Exercise aim: Tally the lines in the records below that contain the string "hair", treating case as significant, and reply with only that number.

## Begin Input rows

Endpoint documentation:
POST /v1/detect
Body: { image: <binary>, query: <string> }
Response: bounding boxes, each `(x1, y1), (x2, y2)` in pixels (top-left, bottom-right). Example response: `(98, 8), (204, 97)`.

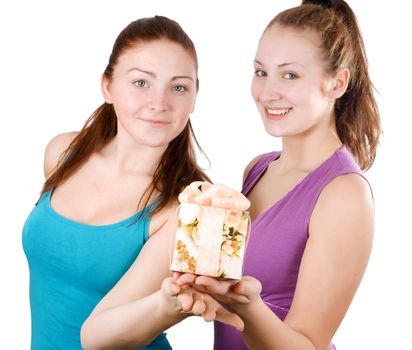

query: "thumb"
(216, 307), (245, 332)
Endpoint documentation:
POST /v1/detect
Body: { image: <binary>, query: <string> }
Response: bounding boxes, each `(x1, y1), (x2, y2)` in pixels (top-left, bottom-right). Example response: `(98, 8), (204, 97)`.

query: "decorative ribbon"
(179, 181), (250, 211)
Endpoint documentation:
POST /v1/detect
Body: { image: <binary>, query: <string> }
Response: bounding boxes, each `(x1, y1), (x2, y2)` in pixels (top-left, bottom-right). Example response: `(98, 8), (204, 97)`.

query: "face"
(102, 40), (197, 147)
(252, 24), (334, 136)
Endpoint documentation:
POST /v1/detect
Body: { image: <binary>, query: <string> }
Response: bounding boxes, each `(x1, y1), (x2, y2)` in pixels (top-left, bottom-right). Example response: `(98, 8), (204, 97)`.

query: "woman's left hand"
(176, 274), (262, 312)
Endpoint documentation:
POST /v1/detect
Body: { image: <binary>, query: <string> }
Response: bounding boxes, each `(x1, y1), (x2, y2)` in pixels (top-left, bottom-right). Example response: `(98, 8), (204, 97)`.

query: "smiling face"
(252, 24), (334, 136)
(102, 40), (197, 147)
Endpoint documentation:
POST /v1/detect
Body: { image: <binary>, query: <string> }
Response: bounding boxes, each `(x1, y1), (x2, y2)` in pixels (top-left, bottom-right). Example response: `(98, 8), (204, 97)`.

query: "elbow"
(80, 319), (102, 350)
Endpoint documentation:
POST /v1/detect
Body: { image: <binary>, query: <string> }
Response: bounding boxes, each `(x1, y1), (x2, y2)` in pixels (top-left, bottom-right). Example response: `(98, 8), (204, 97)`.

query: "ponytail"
(266, 0), (382, 170)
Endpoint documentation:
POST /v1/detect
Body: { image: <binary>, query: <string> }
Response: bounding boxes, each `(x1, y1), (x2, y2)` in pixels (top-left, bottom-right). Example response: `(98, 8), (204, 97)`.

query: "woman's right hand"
(161, 273), (244, 332)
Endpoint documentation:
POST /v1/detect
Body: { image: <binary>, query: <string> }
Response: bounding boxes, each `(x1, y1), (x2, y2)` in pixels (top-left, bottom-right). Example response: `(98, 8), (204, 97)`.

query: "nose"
(147, 89), (167, 112)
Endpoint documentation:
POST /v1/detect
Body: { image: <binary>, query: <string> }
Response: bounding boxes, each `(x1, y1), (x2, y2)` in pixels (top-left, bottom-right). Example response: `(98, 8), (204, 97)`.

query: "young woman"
(23, 16), (241, 350)
(177, 0), (381, 350)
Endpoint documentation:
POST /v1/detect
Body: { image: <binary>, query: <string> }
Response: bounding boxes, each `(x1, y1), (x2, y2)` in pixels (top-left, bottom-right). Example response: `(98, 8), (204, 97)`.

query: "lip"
(139, 118), (170, 128)
(263, 107), (293, 120)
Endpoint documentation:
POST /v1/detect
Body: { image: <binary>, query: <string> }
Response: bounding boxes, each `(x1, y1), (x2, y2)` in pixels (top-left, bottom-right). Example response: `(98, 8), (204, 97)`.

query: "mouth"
(139, 118), (170, 127)
(265, 107), (292, 120)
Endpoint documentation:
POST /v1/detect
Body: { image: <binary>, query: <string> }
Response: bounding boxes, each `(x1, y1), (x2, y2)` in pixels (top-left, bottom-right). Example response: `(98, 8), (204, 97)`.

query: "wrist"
(231, 295), (264, 318)
(156, 290), (188, 320)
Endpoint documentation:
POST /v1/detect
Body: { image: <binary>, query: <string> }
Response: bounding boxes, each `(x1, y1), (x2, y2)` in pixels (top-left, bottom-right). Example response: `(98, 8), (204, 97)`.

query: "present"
(171, 181), (250, 279)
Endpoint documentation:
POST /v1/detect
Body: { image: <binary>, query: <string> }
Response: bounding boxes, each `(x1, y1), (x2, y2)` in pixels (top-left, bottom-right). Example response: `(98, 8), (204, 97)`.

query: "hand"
(162, 273), (244, 332)
(176, 274), (262, 311)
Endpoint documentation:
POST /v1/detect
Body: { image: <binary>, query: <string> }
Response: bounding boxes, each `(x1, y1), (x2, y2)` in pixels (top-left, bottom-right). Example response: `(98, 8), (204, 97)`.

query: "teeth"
(267, 108), (290, 115)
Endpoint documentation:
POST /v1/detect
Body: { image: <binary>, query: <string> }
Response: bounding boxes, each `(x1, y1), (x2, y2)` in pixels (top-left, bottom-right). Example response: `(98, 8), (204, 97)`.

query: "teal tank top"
(23, 192), (171, 350)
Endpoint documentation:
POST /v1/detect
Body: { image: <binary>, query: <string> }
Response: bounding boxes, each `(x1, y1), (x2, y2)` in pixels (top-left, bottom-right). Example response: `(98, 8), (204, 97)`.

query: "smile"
(266, 108), (292, 119)
(140, 118), (170, 127)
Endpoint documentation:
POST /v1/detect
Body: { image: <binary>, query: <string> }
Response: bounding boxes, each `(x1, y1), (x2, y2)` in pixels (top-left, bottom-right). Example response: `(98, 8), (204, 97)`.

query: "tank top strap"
(296, 146), (373, 231)
(242, 151), (280, 196)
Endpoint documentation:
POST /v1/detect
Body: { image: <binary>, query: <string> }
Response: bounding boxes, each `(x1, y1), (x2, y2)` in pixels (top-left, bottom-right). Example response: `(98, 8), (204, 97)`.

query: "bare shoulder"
(44, 132), (78, 178)
(310, 173), (374, 241)
(243, 154), (263, 182)
(149, 201), (178, 237)
(318, 173), (373, 210)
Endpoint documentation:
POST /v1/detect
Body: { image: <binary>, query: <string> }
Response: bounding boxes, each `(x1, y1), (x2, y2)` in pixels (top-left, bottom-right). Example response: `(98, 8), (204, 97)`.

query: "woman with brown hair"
(177, 0), (381, 350)
(23, 16), (241, 350)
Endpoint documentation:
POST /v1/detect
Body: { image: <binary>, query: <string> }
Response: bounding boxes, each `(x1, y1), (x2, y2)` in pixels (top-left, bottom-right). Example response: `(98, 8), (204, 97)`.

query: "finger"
(176, 273), (196, 286)
(202, 294), (220, 322)
(233, 276), (262, 299)
(192, 291), (206, 316)
(177, 287), (194, 312)
(195, 276), (237, 295)
(172, 271), (182, 282)
(216, 306), (245, 332)
(161, 277), (180, 296)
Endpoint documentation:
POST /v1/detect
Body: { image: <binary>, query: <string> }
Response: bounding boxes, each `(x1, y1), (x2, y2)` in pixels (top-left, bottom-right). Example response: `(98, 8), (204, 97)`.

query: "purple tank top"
(214, 146), (363, 350)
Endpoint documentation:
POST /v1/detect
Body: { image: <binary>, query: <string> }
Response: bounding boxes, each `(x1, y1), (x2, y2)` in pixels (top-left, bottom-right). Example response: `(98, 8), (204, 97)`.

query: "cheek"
(250, 78), (262, 101)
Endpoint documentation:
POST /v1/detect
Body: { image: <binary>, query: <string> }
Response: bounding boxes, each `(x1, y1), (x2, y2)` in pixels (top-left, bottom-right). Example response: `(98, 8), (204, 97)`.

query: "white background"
(0, 0), (412, 350)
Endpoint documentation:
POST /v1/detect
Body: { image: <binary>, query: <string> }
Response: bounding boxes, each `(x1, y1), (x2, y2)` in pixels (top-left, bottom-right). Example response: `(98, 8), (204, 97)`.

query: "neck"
(279, 119), (342, 172)
(100, 136), (167, 177)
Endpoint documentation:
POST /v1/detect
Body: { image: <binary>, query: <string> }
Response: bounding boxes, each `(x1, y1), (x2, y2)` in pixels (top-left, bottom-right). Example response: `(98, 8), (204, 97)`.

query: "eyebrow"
(127, 67), (194, 82)
(255, 60), (304, 68)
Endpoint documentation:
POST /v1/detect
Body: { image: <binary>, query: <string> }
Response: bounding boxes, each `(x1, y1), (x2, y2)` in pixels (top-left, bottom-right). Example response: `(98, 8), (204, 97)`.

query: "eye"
(134, 79), (147, 87)
(255, 69), (268, 77)
(284, 73), (298, 80)
(173, 85), (187, 92)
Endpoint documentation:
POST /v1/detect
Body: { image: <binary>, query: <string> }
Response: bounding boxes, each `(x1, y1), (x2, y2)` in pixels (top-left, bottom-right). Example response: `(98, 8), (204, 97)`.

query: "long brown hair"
(42, 16), (210, 215)
(265, 0), (382, 170)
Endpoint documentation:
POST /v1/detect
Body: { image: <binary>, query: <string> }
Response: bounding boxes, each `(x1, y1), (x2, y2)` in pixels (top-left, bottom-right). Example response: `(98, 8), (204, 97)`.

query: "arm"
(189, 174), (374, 350)
(81, 207), (243, 349)
(242, 154), (262, 183)
(44, 132), (78, 179)
(81, 208), (187, 349)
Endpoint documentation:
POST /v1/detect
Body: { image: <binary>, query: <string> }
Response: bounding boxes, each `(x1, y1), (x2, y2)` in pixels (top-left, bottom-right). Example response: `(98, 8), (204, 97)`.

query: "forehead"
(256, 24), (322, 66)
(116, 39), (196, 74)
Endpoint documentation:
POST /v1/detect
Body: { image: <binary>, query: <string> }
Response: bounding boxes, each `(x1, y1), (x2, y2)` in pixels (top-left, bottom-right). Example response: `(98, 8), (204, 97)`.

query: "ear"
(101, 74), (113, 104)
(328, 68), (350, 100)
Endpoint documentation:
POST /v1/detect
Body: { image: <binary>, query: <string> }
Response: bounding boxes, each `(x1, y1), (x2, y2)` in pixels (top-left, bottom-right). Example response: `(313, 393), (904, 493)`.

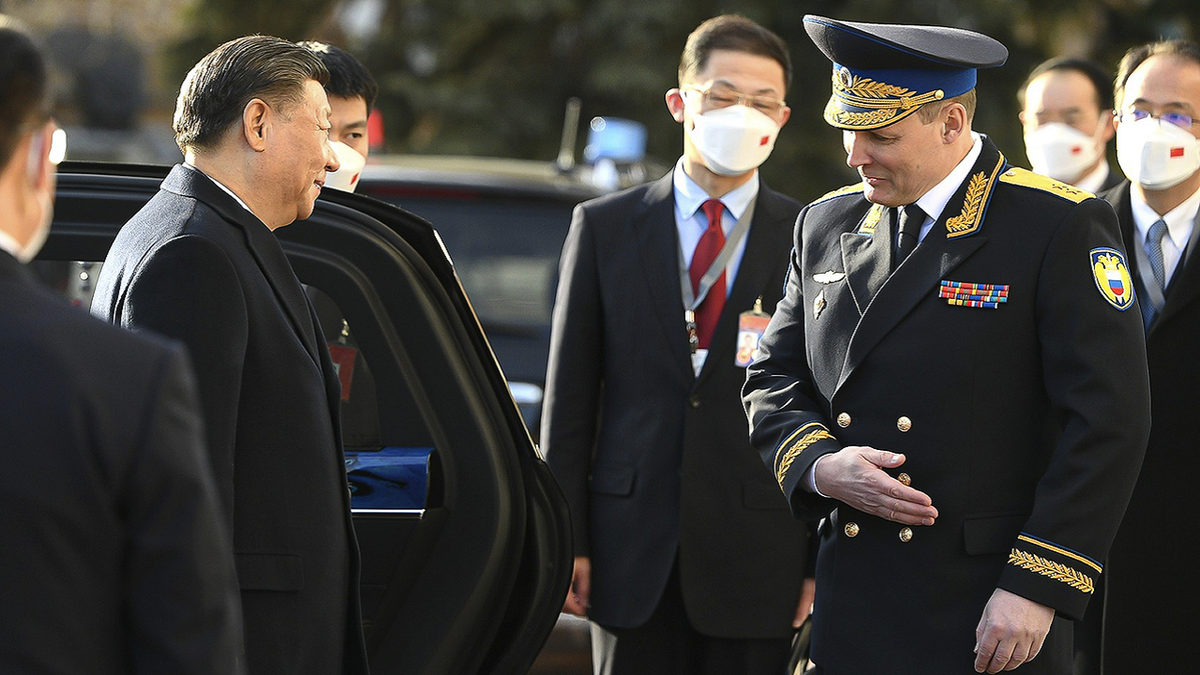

## End Input rows

Response to this task: 2